Dataset entries

********************

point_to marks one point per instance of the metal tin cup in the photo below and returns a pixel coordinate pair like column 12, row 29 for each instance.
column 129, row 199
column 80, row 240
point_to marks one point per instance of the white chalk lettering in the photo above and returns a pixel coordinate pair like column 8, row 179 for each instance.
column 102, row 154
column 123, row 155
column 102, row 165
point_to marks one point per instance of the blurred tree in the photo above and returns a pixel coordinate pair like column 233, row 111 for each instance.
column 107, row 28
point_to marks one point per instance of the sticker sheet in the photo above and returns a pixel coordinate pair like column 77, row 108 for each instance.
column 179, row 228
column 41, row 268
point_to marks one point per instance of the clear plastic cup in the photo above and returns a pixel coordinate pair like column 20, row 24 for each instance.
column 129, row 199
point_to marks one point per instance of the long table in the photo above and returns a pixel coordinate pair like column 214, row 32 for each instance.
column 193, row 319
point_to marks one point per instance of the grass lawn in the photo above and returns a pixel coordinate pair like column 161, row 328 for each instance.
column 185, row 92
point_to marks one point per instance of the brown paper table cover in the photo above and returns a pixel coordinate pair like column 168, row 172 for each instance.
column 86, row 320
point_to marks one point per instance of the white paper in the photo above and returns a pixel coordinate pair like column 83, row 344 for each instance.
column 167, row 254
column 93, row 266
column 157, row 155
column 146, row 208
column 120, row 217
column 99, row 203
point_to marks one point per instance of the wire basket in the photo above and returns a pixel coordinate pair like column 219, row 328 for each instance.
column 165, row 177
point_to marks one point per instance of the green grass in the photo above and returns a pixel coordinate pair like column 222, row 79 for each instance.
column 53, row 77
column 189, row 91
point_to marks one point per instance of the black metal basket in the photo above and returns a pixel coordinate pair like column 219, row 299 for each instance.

********************

Task requirements: Can you give every line above again, exactly as written?

Task solution:
point_to marks one point per instance of the metal tin cup in the photo below and returns a pixel coordinate pair like column 12, row 29 for each instance.
column 129, row 199
column 80, row 240
point_to marks one point per instance of the white chalk lettering in the photo above and returns a pixel coordinate pair like column 8, row 179 for each instance.
column 102, row 154
column 123, row 155
column 102, row 165
point_to marks one point per instance of the blurred tree in the photo above and returns a pixel coordinate pair like column 233, row 111 for each instance.
column 107, row 28
point_to marks one point per instance of the sticker sheet in the photo above and returns a pixel coordinate pair like column 77, row 108 for each instance.
column 179, row 228
column 41, row 268
point_to marks one point per instance of the clear plastic cup in the photo above and returns a pixel coordinate pair like column 20, row 24 for each instance.
column 129, row 199
point_to marks one point per instance of the long table in the photo above and returns a pixel coordinate pair like column 214, row 32 for each instance.
column 193, row 319
point_to marks one point per instance of the grass lawn in the photo above and returns a pixel coordinate pair like column 161, row 328 for each instance.
column 185, row 92
point_to marks one point per instance of the brown paper table cover in the photo above and returns a pixel coordinate pair like column 168, row 172 for each instance.
column 86, row 320
point_to marks one point per instance of the white paper in the photo above and returns a pixel coordinate pair like column 83, row 344 for each instance.
column 167, row 254
column 93, row 266
column 157, row 155
column 146, row 208
column 120, row 217
column 99, row 203
point_to marks one point per instance of the wire basket in the photo above and returns a pixel coordinate pair like column 219, row 328 for each instance.
column 165, row 177
point_to marks one point per instance of the green grass in the photo above and returns a pixel coordinate pair like column 222, row 79 for each instance.
column 53, row 77
column 189, row 91
point_to marks one point per instance of the black metal basket in the photo above and returns a pixel coordinate pair like column 219, row 299 for each instance.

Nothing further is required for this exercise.